まだ出番のないサンダルで
早く街を闊歩したい
「物質的な片づけはもちろん、自分が本質的に好きなファッションについて考えることもできた時間でした。誰もが持っているようなベーシックなものにはあまり興味がないなとか、トレンドを追いかけたい気持ちがちょっと薄れてしまっていることに気づいたりも。そして何より、ちょっとユニークだったり、楽しませてくれたり、テンションが上がるものが大好きだということも再確認しました。そういった洋服はまさに不要不急なんて言われるかもしれませんが、私の生活にとっては、やっぱり必要不可欠なものなんです」
そんな影山蓉子さんにとって今、特に思い入れのあるアイテムは、買ったまままったく出番のなかった2足の靴。どちらも2020年の春夏シーズンの新作だ。

# [設問]
抜粋を読んで、次の問いに答えなさい。
1. 影山蓉子さんが大好きだと再確認したのは、どのようなものか。
2. 影山蓉子さんが今、特に思い入れのあるアイテムは何か。
3. 2の靴は、どのシーズンの新作か。
レコードは参照しなくてよい。

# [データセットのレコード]

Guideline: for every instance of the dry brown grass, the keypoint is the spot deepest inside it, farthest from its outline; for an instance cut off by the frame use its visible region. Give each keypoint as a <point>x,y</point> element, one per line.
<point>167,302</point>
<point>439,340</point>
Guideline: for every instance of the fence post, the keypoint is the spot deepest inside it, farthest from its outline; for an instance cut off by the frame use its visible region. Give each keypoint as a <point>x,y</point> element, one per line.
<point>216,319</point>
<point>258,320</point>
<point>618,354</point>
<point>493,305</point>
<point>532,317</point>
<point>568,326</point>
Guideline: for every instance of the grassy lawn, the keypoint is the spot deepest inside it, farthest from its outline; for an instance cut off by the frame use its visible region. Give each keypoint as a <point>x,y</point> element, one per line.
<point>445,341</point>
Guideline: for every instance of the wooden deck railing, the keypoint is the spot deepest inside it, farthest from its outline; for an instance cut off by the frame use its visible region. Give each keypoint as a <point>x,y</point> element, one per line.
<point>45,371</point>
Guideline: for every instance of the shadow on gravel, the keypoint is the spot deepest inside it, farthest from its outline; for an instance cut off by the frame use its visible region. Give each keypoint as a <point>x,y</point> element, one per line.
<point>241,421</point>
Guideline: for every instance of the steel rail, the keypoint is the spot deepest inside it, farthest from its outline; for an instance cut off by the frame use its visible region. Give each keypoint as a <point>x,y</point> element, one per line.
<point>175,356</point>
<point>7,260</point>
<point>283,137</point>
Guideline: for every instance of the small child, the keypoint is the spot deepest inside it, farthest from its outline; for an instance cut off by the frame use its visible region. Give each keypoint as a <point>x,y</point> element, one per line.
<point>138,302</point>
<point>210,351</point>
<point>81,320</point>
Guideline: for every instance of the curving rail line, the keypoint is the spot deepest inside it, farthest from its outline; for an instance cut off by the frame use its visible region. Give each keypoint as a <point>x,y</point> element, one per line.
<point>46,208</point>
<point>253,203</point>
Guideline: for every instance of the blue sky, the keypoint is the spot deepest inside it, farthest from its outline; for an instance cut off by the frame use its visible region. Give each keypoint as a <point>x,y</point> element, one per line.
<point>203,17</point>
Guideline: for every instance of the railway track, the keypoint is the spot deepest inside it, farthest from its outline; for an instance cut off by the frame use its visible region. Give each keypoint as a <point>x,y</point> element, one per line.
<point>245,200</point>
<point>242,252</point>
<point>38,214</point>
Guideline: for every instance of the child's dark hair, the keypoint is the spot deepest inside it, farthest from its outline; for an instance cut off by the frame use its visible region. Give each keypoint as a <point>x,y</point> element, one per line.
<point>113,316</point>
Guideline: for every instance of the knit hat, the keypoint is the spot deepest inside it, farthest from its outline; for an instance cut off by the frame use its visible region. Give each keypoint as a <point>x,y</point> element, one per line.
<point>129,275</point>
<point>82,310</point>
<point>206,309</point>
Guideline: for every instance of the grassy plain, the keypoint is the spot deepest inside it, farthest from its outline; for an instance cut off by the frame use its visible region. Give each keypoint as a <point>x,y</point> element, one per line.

# [解答]
1. ちょっとユニークだったり、楽しませてくれたり、テンションが上がるもの。
2. 買ったまままったく出番のなかった2足の靴。
3. 2020年の春夏シーズン。